• **Problem**
Indicate only the number of lines in the listing below in which the word "instance" appears.

----- Entries supplied

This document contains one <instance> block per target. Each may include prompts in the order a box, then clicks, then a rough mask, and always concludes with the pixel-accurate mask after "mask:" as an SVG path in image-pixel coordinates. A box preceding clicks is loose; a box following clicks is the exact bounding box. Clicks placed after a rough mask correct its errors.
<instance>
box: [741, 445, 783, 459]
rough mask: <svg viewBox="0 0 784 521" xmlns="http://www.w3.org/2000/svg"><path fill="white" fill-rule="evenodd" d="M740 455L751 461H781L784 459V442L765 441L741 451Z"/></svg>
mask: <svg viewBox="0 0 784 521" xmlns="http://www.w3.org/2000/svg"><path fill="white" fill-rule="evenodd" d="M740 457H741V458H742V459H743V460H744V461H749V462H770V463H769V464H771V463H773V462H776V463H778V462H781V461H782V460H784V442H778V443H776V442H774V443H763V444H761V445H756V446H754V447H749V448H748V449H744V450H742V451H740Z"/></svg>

----------

• **Final answer**
2